▸ **Selected text**:
]> git.ipfire.org Git - thirdparty/kernel/stable.git/commitdiff
NFSv4/flexfiles: Add support for striped layouts
authorJonathan Curley <jcurley@purestorage.com>
Wed, 24 Sep 2025 16:20:50 +0000 (16:20 +0000)
committerAnna Schumaker <anna.schumaker@oracle.com>
Fri, 26 Sep 2025 19:43:40 +0000 (15:43 -0400)
Updates lseg creation path to parse and add striped layouts. Enable
support for striped layouts.

Limitations:

1. All mirrors must have the same number of stripes.

Signed-off-by: Jonathan Curley <jcurley@purestorage.com>
Signed-off-by: Anna Schumaker <anna.schumaker@oracle.com>
fs/nfs/flexfilelayout/flexfilelayout.c
fs/nfs/flexfilelayout/flexfilelayout.h

index 45c4efd3a7acf2f05e187a6180fd6dbe86cfcea7..df01d2876b68b7ade60d34d9f6bf0921f3a459d9 100644 (file)
@@ -177,18 +177,19 @@ ff_local_open_fh(struct pnfs_layout_segment *lseg, u32 ds_idx, u32 dss_id,
 #endif
 }
 
-static bool ff_mirror_match_fh(const struct nfs4_ff_layout_mirror *m1,
-               const struct nfs4_ff_layout_mirror *m2)

▸ **Written task A**:
Answer these questions about the flexfiles commit:
(i) Who is named as the committer?
(ii) What limitation does the commit message state?
(iii) Which two files are listed?
▸ **Written task B**: How would you render "All mirrors must have the same number of stripes." from the flexfiles commit in Spanish?

Lines of data:

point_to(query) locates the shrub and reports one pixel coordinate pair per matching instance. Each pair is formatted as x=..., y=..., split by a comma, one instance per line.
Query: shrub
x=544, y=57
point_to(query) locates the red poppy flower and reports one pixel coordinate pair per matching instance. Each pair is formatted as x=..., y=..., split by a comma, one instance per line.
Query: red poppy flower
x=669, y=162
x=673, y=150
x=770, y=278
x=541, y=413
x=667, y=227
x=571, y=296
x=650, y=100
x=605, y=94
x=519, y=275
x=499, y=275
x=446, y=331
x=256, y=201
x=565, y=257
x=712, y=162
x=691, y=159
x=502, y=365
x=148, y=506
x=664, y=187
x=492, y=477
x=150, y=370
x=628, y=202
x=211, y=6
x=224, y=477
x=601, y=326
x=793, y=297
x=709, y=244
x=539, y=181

▸ **Complete answer A**:
(i) Anna Schumaker <anna.schumaker@oracle.com>
(ii) All mirrors must have the same number of stripes.
(iii) fs/nfs/flexfilelayout/flexfilelayout.c and fs/nfs/flexfilelayout/flexfilelayout.h

▸ **Complete answer B**: Todos los espejos deben tener el mismo número de franjas.